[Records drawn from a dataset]
##########
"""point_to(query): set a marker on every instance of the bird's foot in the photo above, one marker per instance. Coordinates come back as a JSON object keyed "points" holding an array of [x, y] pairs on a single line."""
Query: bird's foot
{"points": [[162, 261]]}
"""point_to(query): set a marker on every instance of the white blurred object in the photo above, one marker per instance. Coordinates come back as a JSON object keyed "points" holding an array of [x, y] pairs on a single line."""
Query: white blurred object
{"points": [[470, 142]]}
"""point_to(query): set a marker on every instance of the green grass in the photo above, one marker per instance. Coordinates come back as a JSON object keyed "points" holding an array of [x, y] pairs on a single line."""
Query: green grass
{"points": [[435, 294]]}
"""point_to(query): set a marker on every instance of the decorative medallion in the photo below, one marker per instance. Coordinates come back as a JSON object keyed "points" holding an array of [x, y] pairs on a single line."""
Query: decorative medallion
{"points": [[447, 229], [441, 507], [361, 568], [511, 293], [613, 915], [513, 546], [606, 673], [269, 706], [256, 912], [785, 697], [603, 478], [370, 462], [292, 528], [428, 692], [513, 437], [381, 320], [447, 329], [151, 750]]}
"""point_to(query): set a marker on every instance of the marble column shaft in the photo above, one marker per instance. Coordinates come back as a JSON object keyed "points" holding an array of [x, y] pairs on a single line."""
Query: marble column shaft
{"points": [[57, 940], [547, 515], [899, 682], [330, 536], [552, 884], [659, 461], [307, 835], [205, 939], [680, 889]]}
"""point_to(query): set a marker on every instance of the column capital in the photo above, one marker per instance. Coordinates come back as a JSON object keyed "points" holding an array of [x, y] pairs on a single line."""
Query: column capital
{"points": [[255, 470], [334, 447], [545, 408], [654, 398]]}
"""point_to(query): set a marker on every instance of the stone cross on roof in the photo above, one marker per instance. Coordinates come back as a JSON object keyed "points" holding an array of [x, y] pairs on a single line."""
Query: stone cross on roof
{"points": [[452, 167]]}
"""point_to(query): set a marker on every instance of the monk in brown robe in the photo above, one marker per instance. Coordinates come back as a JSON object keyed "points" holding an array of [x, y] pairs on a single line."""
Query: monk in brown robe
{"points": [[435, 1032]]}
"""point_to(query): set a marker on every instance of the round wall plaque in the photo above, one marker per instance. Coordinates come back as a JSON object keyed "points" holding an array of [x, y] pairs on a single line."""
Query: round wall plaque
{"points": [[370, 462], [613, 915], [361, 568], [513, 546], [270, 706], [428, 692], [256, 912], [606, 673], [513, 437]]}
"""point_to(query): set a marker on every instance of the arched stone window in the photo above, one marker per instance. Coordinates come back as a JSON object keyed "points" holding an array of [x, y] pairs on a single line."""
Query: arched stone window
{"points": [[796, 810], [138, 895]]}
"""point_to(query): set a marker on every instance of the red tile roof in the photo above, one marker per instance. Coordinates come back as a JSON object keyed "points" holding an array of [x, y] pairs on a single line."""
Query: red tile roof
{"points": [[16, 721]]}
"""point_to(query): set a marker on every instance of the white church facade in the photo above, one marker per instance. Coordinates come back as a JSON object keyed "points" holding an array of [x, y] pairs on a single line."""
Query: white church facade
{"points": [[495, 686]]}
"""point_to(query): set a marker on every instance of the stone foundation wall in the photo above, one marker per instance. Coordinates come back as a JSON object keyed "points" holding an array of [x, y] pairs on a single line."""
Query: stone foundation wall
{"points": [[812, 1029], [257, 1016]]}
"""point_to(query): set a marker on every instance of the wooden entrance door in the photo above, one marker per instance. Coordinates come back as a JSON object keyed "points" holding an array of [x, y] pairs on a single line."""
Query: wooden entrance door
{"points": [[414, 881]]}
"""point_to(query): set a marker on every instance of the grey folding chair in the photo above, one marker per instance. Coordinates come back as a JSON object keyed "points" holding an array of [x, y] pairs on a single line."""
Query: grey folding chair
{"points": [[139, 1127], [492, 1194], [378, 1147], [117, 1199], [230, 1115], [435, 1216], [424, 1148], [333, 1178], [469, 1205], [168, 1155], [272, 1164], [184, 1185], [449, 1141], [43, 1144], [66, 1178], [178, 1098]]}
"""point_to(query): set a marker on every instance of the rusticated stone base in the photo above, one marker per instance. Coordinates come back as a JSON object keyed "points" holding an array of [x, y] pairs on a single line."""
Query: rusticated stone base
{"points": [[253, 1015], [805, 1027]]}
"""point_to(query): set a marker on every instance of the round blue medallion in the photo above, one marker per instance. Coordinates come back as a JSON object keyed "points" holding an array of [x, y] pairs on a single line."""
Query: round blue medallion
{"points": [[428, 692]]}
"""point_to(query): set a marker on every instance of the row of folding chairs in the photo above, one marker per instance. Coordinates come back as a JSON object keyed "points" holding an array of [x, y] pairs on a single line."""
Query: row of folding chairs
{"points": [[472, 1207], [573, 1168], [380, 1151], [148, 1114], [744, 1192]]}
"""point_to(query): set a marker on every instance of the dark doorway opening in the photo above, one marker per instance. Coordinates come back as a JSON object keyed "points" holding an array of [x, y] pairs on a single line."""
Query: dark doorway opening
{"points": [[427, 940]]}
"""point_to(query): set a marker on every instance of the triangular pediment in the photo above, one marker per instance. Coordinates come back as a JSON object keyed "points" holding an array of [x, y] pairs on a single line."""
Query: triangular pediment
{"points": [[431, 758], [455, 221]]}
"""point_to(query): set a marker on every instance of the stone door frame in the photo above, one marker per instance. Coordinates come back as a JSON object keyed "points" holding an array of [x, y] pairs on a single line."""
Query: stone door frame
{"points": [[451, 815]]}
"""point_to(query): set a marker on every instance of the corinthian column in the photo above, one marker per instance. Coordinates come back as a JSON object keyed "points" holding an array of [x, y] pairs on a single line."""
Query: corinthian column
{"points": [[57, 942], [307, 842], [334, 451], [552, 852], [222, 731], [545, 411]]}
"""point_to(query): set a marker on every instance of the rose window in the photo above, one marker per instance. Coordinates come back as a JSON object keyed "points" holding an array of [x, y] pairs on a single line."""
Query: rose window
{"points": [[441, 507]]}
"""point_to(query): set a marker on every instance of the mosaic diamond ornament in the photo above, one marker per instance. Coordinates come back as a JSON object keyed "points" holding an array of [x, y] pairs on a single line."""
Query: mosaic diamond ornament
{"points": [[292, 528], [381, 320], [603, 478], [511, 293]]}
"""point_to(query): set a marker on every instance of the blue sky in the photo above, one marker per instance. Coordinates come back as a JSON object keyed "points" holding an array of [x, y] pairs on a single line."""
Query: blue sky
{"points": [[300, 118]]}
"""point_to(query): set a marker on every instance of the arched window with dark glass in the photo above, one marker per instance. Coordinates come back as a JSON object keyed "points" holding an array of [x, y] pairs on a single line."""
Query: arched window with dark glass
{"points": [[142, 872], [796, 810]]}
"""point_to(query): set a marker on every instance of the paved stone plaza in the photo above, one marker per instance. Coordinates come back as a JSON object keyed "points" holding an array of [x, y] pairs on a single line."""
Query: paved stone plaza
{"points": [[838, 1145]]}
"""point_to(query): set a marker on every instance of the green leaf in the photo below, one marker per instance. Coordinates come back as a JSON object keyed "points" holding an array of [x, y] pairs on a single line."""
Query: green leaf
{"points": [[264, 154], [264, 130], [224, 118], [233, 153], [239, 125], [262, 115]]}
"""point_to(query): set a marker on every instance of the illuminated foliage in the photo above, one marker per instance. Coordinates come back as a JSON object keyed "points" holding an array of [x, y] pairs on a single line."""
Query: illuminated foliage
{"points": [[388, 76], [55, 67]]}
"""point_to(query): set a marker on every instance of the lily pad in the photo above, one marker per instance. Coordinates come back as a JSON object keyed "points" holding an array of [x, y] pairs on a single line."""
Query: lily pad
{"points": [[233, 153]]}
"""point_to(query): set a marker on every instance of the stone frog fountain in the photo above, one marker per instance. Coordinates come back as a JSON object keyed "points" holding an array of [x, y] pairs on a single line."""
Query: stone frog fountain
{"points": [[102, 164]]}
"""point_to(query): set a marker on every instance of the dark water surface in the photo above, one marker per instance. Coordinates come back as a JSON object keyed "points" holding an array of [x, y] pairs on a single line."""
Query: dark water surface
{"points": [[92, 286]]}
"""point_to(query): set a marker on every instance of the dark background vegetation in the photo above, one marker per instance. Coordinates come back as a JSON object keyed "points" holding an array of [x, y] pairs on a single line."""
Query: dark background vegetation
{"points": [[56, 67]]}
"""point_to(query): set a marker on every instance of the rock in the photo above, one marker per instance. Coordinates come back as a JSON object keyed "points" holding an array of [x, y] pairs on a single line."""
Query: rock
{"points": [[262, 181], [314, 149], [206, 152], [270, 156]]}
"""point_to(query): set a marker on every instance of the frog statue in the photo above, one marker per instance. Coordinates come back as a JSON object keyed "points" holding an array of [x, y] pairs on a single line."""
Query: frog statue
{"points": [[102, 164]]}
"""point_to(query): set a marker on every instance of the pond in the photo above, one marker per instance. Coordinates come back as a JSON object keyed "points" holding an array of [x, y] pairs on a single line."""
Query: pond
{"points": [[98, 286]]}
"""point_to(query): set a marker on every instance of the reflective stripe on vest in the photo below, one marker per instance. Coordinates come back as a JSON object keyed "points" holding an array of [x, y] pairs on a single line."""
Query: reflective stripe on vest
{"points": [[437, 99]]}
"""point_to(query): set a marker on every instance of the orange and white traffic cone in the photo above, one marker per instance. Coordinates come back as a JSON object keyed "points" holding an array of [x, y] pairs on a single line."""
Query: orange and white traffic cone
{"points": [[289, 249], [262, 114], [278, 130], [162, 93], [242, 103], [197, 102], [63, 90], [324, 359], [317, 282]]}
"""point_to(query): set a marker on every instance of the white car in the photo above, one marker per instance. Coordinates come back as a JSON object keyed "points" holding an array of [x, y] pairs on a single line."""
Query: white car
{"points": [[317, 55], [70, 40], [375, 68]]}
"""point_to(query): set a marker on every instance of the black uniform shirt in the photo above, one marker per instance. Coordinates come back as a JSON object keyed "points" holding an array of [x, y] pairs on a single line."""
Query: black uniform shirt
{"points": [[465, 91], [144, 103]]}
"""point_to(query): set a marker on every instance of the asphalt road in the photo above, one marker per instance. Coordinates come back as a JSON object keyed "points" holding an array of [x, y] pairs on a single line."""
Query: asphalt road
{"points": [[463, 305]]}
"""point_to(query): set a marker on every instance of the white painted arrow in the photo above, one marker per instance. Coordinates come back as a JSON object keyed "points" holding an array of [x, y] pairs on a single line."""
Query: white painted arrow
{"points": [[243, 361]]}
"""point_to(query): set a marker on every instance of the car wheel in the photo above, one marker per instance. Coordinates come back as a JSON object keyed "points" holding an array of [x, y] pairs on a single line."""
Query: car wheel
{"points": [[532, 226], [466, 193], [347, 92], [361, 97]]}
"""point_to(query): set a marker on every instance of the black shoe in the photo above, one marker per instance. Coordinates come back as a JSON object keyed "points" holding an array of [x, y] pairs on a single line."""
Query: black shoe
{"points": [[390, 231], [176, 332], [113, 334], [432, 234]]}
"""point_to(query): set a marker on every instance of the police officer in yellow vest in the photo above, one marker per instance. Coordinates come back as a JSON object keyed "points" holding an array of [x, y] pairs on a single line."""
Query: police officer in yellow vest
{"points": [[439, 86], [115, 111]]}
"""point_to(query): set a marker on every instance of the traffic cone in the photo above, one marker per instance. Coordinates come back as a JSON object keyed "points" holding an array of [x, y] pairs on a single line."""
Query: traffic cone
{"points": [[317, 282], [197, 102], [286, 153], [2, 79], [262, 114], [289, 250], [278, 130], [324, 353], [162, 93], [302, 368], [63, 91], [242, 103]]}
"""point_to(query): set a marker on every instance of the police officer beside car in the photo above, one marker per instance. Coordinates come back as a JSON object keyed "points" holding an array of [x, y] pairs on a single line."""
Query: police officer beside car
##########
Exercise prompt | When you reach the line that contains "the green grass", stop; that line and every line before it, from the very first line of the data, should be restated word for word.

Exercise result |
"""point_to(query): set a marker on every instance of the bird's foot in the photo above, one marker per instance. Coordinates come back as a JSON object keyed "points" holding an array of [x, y] pairs on a single line."""
Query: bird's foot
{"points": [[162, 261]]}
"""point_to(query): set a marker on every instance of the white blurred object in the photo above, one marker per instance. Coordinates come back as a JSON object keyed "points" holding an array of [x, y] pairs on a single line."""
Query: white blurred object
{"points": [[470, 142]]}
"""point_to(query): set a marker on every instance of the green grass in the photo above, one marker per instance. Coordinates come back as a JSON object keyed "points" holding an array of [x, y] pairs on a single line."""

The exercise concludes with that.